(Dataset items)
START

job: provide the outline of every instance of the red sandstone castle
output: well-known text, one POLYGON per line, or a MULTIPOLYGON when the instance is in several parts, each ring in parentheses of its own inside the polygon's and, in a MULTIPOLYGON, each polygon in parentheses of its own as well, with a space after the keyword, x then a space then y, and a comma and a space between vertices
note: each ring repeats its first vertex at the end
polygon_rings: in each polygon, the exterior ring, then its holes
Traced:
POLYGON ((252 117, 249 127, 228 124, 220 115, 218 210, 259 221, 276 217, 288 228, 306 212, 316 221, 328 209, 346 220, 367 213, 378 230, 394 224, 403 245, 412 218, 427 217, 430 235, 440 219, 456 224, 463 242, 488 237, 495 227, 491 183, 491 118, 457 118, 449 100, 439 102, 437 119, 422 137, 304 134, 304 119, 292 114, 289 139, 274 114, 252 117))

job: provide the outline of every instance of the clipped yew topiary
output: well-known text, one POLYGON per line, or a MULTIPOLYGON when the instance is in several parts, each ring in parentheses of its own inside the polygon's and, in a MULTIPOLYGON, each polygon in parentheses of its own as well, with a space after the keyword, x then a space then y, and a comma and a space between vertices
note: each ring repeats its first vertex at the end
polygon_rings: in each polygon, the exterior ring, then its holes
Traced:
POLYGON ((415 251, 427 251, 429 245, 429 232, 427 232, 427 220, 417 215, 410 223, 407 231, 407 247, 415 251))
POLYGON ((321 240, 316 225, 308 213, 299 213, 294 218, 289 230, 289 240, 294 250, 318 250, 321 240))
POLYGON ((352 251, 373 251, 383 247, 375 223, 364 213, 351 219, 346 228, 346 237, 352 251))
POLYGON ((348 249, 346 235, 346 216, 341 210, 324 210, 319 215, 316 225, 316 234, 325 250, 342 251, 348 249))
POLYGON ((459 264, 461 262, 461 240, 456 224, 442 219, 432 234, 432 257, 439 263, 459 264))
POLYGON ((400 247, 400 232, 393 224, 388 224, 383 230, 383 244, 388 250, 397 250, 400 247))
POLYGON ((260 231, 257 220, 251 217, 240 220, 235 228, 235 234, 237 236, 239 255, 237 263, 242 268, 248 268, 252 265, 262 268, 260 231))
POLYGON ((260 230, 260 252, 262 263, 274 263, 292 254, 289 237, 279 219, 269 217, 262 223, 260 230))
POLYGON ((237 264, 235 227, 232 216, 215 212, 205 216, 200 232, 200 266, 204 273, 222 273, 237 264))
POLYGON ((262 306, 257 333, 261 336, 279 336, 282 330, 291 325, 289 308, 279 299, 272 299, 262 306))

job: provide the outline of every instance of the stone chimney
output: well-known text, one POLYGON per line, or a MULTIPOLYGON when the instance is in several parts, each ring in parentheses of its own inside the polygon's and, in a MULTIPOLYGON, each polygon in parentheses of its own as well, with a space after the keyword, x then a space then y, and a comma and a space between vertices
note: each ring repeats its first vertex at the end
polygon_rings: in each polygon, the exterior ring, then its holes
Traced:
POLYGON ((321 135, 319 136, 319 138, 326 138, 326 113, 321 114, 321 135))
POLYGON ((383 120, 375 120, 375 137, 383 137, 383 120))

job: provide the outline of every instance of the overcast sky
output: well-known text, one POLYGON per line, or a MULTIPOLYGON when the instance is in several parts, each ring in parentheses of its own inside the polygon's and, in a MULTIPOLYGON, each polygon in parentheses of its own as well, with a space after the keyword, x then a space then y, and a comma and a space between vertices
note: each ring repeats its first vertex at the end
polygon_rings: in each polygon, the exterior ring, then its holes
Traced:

END

■ **What you should do**: Rewrite these lines as a numbered list, skipping the blank ones.

■ **Result of this task**:
1. job: provide the outline of every instance of the red sandstone castle
2. output: well-known text, one POLYGON per line, or a MULTIPOLYGON when the instance is in several parts, each ring in parentheses of its own inside the polygon's and, in a MULTIPOLYGON, each polygon in parentheses of its own as well, with a space after the keyword, x then a space then y, and a comma and a space between vertices
3. note: each ring repeats its first vertex at the end
4. polygon_rings: in each polygon, the exterior ring, then its holes
5. Traced:
6. POLYGON ((252 117, 249 127, 228 124, 220 115, 218 210, 259 221, 276 217, 288 228, 306 212, 316 221, 328 209, 346 220, 367 213, 378 230, 394 224, 403 245, 412 218, 427 217, 430 235, 440 219, 456 224, 463 242, 488 237, 495 227, 491 183, 491 118, 457 118, 449 100, 439 102, 437 119, 422 137, 304 134, 304 119, 292 114, 289 139, 274 114, 252 117))
7. job: provide the outline of every instance of the clipped yew topiary
8. output: well-known text, one POLYGON per line, or a MULTIPOLYGON when the instance is in several parts, each ring in parentheses of its own inside the polygon's and, in a MULTIPOLYGON, each polygon in parentheses of its own as well, with a space after the keyword, x then a space then y, and a comma and a space between vertices
9. note: each ring repeats its first vertex at the end
10. polygon_rings: in each polygon, the exterior ring, then its holes
11. Traced:
12. POLYGON ((415 251, 427 251, 429 245, 429 232, 427 232, 427 220, 417 215, 410 223, 407 231, 407 247, 415 251))
13. POLYGON ((321 240, 316 225, 308 213, 299 213, 294 218, 289 230, 289 240, 294 250, 318 250, 321 240))
14. POLYGON ((352 251, 373 251, 383 247, 375 223, 364 213, 351 219, 346 228, 346 237, 352 251))
15. POLYGON ((348 249, 346 235, 346 216, 341 210, 324 210, 319 215, 316 225, 316 234, 325 250, 342 251, 348 249))
16. POLYGON ((459 264, 461 262, 461 240, 456 224, 442 219, 432 234, 432 257, 439 263, 459 264))
17. POLYGON ((400 247, 400 232, 393 224, 388 224, 383 230, 383 244, 388 250, 397 250, 400 247))
18. POLYGON ((260 231, 257 220, 251 217, 240 220, 235 228, 235 234, 237 236, 239 255, 237 263, 242 268, 248 268, 252 265, 262 268, 260 231))
19. POLYGON ((260 230, 260 252, 262 263, 274 263, 292 254, 289 237, 279 219, 269 217, 262 223, 260 230))
20. POLYGON ((237 264, 235 227, 232 216, 215 212, 205 216, 200 232, 200 266, 204 273, 222 273, 237 264))
21. POLYGON ((262 306, 257 333, 261 336, 279 336, 282 330, 291 325, 289 308, 279 299, 272 299, 262 306))
22. job: provide the outline of every instance of the stone chimney
23. output: well-known text, one POLYGON per line, or a MULTIPOLYGON when the instance is in several parts, each ring in parentheses of its own inside the polygon's and, in a MULTIPOLYGON, each polygon in parentheses of its own as well, with a space after the keyword, x then a space then y, and a comma and a space between vertices
24. note: each ring repeats its first vertex at the end
25. polygon_rings: in each polygon, the exterior ring, then its holes
26. Traced:
27. POLYGON ((321 135, 319 136, 319 138, 326 138, 326 113, 321 114, 321 135))
28. POLYGON ((383 120, 375 120, 375 137, 383 137, 383 120))
29. job: provide the outline of every instance of the overcast sky
30. output: well-known text, one POLYGON per line, or a MULTIPOLYGON when the instance is in several parts, each ring in parentheses of its own inside the polygon's and, in a MULTIPOLYGON, each polygon in parentheses of its own as well, with a space after the keyword, x then a space then y, and a comma and a space between vertices
31. note: each ring repeats its first vertex at the end
32. polygon_rings: in each polygon, the exterior ring, then its holes
33. Traced:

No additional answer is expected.